What is asked ::
All material below is to be reproduced exactly.
════════════════
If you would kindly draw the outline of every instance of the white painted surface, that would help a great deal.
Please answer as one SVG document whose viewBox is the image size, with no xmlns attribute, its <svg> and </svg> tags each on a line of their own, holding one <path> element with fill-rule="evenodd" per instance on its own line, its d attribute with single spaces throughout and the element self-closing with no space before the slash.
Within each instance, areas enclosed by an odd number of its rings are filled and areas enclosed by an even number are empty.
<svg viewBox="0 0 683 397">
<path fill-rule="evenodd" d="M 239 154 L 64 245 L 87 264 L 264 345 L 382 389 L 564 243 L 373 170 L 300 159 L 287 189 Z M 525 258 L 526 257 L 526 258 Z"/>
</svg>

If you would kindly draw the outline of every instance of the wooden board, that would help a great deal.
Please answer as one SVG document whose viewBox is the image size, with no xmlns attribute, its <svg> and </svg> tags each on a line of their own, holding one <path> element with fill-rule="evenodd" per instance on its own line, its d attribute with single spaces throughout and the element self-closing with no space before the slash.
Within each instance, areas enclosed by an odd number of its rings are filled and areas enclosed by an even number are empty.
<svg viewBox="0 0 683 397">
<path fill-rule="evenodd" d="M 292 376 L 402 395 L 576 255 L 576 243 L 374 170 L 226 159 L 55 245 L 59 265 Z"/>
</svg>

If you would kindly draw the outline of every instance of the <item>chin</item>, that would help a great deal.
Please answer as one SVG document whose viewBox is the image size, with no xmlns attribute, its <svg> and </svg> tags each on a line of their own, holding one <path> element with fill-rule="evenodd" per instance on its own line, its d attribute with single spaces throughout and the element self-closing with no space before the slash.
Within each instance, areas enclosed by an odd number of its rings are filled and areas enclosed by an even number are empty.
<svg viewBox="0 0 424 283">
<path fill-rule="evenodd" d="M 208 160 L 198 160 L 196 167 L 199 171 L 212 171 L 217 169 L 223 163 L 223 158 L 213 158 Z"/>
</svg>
════════════════
Written solution ::
If you would kindly draw the outline of every instance of the white painted surface, that would help a great deal.
Please answer as one SVG document whose viewBox is the image size, with no xmlns attribute, its <svg> and </svg> tags each on a line of their own, holding one <path> element with fill-rule="evenodd" per instance on its own line, its d attribute with single spaces throughout and the element self-closing with no space before the slash.
Within each instance, areas enclosed by an odd number of its rings are filled and areas enclosed by an even number are empty.
<svg viewBox="0 0 683 397">
<path fill-rule="evenodd" d="M 239 154 L 64 245 L 87 264 L 264 345 L 382 389 L 564 243 L 373 170 L 300 159 L 287 189 Z M 525 258 L 526 257 L 526 258 Z"/>
</svg>

If you would kindly draw the outline of every instance of the wooden board, that would help a great deal.
Please answer as one SVG document whose viewBox is the image size, with no xmlns attribute, its <svg> and </svg> tags each on a line of their own, holding one <path> element with fill-rule="evenodd" per instance on its own line, its d attribute with single spaces throughout and the element self-closing with no space before the slash.
Within each instance, areas enclosed by an odd number of its rings are filled and areas enclosed by an even number are empty.
<svg viewBox="0 0 683 397">
<path fill-rule="evenodd" d="M 292 376 L 402 395 L 576 255 L 576 243 L 374 170 L 226 159 L 55 245 L 59 265 Z"/>
</svg>

If you would kindly draw the outline of every instance of the <item>chin</item>, that would help a great deal.
Please answer as one SVG document whose viewBox is the image size, with no xmlns attribute, its <svg> and </svg> tags each on a line of their own, holding one <path> element with fill-rule="evenodd" per instance on its own line, its d attribute with single spaces throughout and the element self-closing with no space before the slash.
Within each instance, areas enclosed by an odd number of its rings are filled and areas enclosed by an even number are empty.
<svg viewBox="0 0 424 283">
<path fill-rule="evenodd" d="M 208 160 L 198 160 L 196 167 L 199 171 L 212 171 L 217 169 L 223 163 L 223 158 L 213 158 Z"/>
</svg>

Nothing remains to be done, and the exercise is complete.